### Short exercise
Identify every line in the entries below that contains the word "distant", and copy each such line in full.

### Material to process

--- --- ---

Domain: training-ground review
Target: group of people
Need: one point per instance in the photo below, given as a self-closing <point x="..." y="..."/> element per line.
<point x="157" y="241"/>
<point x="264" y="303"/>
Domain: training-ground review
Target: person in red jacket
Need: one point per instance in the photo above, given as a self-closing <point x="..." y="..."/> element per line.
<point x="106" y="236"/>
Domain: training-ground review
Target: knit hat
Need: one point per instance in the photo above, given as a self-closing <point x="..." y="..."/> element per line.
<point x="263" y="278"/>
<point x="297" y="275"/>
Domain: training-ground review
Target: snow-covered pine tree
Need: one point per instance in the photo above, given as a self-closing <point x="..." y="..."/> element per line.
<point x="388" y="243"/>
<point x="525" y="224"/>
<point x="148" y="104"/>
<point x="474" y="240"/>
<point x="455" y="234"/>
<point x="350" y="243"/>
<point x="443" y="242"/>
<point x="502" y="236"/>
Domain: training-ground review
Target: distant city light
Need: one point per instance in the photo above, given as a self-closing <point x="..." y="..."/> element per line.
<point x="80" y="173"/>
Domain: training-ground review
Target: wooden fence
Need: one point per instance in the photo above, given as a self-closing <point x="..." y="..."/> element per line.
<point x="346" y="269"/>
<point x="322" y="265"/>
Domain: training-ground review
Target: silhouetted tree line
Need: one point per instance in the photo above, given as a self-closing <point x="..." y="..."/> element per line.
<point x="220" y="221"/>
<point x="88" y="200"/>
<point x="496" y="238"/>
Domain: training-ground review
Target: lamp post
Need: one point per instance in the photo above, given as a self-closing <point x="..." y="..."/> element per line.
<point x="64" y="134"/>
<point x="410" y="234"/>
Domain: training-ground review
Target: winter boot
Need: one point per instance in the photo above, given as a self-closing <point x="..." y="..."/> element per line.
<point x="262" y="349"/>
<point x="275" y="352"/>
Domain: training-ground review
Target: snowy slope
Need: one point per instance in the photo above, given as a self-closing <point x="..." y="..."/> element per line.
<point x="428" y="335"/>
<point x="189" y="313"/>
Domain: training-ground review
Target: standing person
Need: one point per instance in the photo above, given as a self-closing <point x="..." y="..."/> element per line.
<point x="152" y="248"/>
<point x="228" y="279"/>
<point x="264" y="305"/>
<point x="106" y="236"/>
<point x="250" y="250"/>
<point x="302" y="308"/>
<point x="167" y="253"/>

--- --- ---

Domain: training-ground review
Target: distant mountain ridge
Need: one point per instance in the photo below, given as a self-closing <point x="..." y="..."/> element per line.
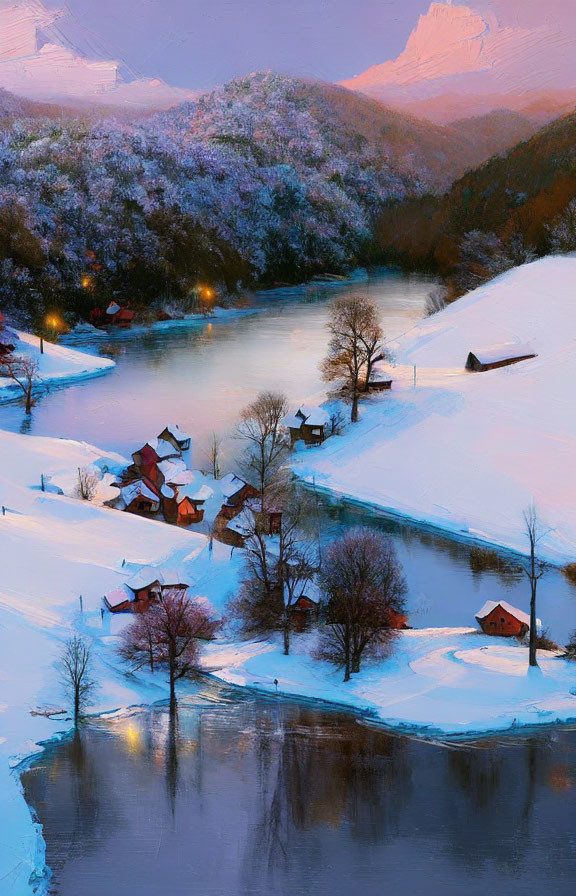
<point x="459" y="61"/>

--- --- ---

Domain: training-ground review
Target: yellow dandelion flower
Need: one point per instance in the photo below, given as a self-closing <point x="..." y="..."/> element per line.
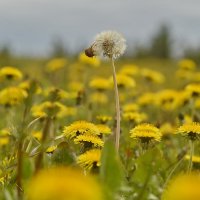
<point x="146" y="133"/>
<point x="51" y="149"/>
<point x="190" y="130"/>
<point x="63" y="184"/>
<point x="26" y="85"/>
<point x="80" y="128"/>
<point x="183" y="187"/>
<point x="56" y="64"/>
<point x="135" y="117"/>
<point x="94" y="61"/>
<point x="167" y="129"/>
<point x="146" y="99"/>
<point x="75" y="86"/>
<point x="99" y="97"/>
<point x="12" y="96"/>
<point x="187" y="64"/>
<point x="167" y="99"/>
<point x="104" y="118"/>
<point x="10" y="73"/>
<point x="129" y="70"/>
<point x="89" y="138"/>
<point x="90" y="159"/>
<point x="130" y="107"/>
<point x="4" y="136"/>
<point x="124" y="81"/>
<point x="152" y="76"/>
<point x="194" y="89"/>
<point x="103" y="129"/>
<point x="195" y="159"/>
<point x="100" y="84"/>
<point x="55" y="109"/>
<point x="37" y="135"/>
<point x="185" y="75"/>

--- --- ---

### Finished answer
Target: distant city light
Target: distant mountain ridge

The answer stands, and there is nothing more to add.